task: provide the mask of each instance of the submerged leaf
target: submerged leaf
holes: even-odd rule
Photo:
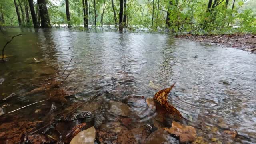
[[[181,143],[192,142],[196,139],[196,129],[191,126],[184,126],[173,121],[171,128],[162,128],[168,133],[178,136]]]
[[[173,84],[172,86],[171,86],[170,88],[161,90],[157,92],[154,96],[154,100],[155,101],[159,102],[161,105],[164,102],[167,102],[168,95],[170,92],[172,90],[172,88],[174,86],[174,85],[175,85],[175,83]]]

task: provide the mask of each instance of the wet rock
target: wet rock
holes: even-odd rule
[[[126,104],[114,101],[111,101],[109,103],[110,109],[108,110],[109,112],[123,116],[128,117],[130,115],[131,111]]]
[[[105,120],[105,118],[99,112],[97,112],[94,114],[94,127],[96,128],[99,128]]]
[[[164,128],[163,129],[178,136],[181,143],[192,142],[196,139],[196,131],[194,127],[184,126],[175,121],[172,122],[171,128]]]
[[[147,138],[144,144],[179,144],[178,140],[172,137],[166,131],[160,129],[153,132]]]
[[[26,142],[34,144],[52,144],[54,142],[48,137],[42,134],[29,135]]]
[[[70,144],[94,144],[96,130],[94,126],[80,132],[74,137]]]
[[[4,82],[4,78],[0,78],[0,85],[1,85],[2,84],[3,82]]]
[[[118,140],[120,144],[141,143],[145,141],[150,134],[146,126],[142,126],[124,131],[118,136]]]
[[[4,112],[2,108],[0,107],[0,116],[4,114]]]
[[[75,120],[83,118],[89,118],[92,117],[92,113],[89,111],[81,112],[73,114],[70,116],[67,117],[65,121],[72,121]]]

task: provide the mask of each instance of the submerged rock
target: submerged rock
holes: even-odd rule
[[[94,126],[80,132],[70,142],[70,144],[94,144],[96,130]]]
[[[108,110],[116,115],[128,117],[130,115],[131,111],[126,104],[119,102],[110,101],[110,109]]]

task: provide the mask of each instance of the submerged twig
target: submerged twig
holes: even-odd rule
[[[15,37],[16,37],[16,36],[19,36],[22,35],[24,35],[24,34],[18,34],[16,36],[13,36],[12,37],[12,39],[11,39],[11,40],[8,41],[8,42],[6,42],[6,44],[5,44],[5,45],[4,45],[4,48],[3,48],[3,50],[2,51],[2,60],[4,61],[4,48],[5,48],[5,47],[7,45],[7,44],[9,44],[9,43],[10,43],[12,40],[13,40],[13,38]]]
[[[11,111],[11,112],[8,112],[8,114],[10,114],[10,113],[11,113],[12,112],[14,112],[16,111],[17,111],[17,110],[20,110],[20,109],[22,109],[22,108],[26,108],[26,107],[27,107],[27,106],[31,106],[31,105],[33,105],[33,104],[37,104],[37,103],[38,103],[41,102],[44,102],[44,101],[45,101],[48,100],[50,100],[50,98],[48,98],[48,99],[46,99],[46,100],[41,100],[41,101],[39,101],[39,102],[34,102],[34,103],[33,103],[33,104],[30,104],[28,105],[26,105],[26,106],[23,106],[23,107],[21,107],[21,108],[18,108],[18,109],[16,109],[16,110],[13,110],[13,111]]]
[[[69,62],[69,63],[68,63],[68,66],[67,66],[66,68],[66,69],[65,69],[65,70],[64,70],[64,72],[63,72],[62,73],[62,74],[61,75],[62,76],[62,75],[63,75],[63,74],[64,74],[64,73],[65,72],[66,70],[67,70],[67,68],[68,68],[68,66],[69,66],[69,65],[70,64],[70,62],[71,62],[71,60],[72,60],[72,58],[71,58],[71,59],[70,60],[70,61]]]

** TASK **
Reproduce all the items above with every "even-odd rule" swapped for "nonzero rule" and nothing else altered. Leave the pictures out.

** TASK OUTPUT **
task: provide the mask of each instance of the submerged leaf
target: submerged leaf
holes: nonzero rule
Photo:
[[[181,143],[192,142],[196,139],[196,129],[191,126],[184,126],[173,121],[171,128],[162,128],[168,133],[178,136]]]
[[[173,84],[172,86],[171,86],[170,88],[161,90],[157,92],[154,96],[154,100],[155,101],[159,102],[161,105],[164,102],[167,102],[168,95],[170,92],[172,90],[172,88],[174,86],[174,85],[175,85],[175,83]]]

task: provide the mask of each instance of the wet rock
target: wet rock
holes: nonzero rule
[[[126,104],[114,101],[111,101],[109,103],[110,109],[108,110],[109,112],[123,116],[128,117],[130,115],[131,111]]]
[[[105,120],[105,118],[99,112],[97,112],[94,114],[94,127],[96,128],[99,128]]]
[[[164,128],[163,129],[178,136],[181,143],[192,142],[196,139],[196,131],[194,127],[184,126],[175,121],[172,122],[171,128]]]
[[[147,138],[144,144],[179,144],[178,140],[172,137],[166,131],[160,129],[153,132]]]
[[[26,142],[34,144],[52,144],[54,142],[48,137],[42,134],[29,135]]]
[[[70,144],[94,144],[96,130],[94,126],[80,132],[74,137]]]
[[[4,82],[4,78],[0,78],[0,85],[1,85],[2,84],[3,82]]]
[[[118,140],[120,144],[141,143],[145,141],[150,134],[146,126],[142,126],[124,131],[118,136]]]
[[[4,112],[2,108],[0,107],[0,116],[4,114]]]
[[[75,120],[83,118],[89,118],[92,117],[92,113],[89,111],[81,112],[73,114],[70,116],[67,117],[65,121],[72,121]]]

task: provide the mask of each instance of the submerged rock
target: submerged rock
holes: nonzero rule
[[[94,126],[80,132],[70,142],[70,144],[94,144],[96,130]]]
[[[108,110],[116,115],[128,117],[130,115],[131,111],[126,104],[119,102],[110,101],[110,109]]]

task: provide the mask of each instance of the submerged twig
target: submerged twig
holes: nonzero rule
[[[15,37],[16,37],[16,36],[19,36],[22,35],[24,35],[24,34],[18,34],[16,36],[13,36],[12,37],[12,39],[11,39],[11,40],[8,41],[8,42],[6,42],[6,44],[5,44],[5,45],[4,45],[4,48],[3,48],[3,50],[2,51],[2,60],[4,61],[4,48],[5,48],[5,47],[7,45],[7,44],[9,44],[9,43],[10,43],[12,40],[13,40],[13,38]]]
[[[11,111],[11,112],[8,112],[8,114],[10,114],[10,113],[11,113],[12,112],[14,112],[16,111],[17,111],[17,110],[20,110],[20,109],[22,109],[22,108],[26,108],[26,107],[27,107],[27,106],[31,106],[31,105],[33,105],[33,104],[37,104],[37,103],[38,103],[41,102],[44,102],[44,101],[45,101],[48,100],[50,100],[50,98],[48,98],[48,99],[46,99],[46,100],[41,100],[41,101],[39,101],[39,102],[34,102],[34,103],[33,103],[33,104],[30,104],[28,105],[26,105],[26,106],[23,106],[23,107],[21,107],[21,108],[18,108],[18,109],[16,109],[16,110],[13,110],[13,111]]]
[[[69,62],[69,63],[68,63],[68,66],[67,66],[66,68],[66,69],[65,69],[65,70],[64,70],[64,72],[63,72],[62,73],[62,74],[61,75],[62,76],[62,75],[63,75],[63,74],[64,74],[64,73],[65,72],[66,70],[67,70],[67,68],[68,68],[68,66],[69,66],[69,65],[70,64],[70,62],[71,62],[71,60],[72,60],[72,58],[71,58],[71,59],[70,60],[70,61]]]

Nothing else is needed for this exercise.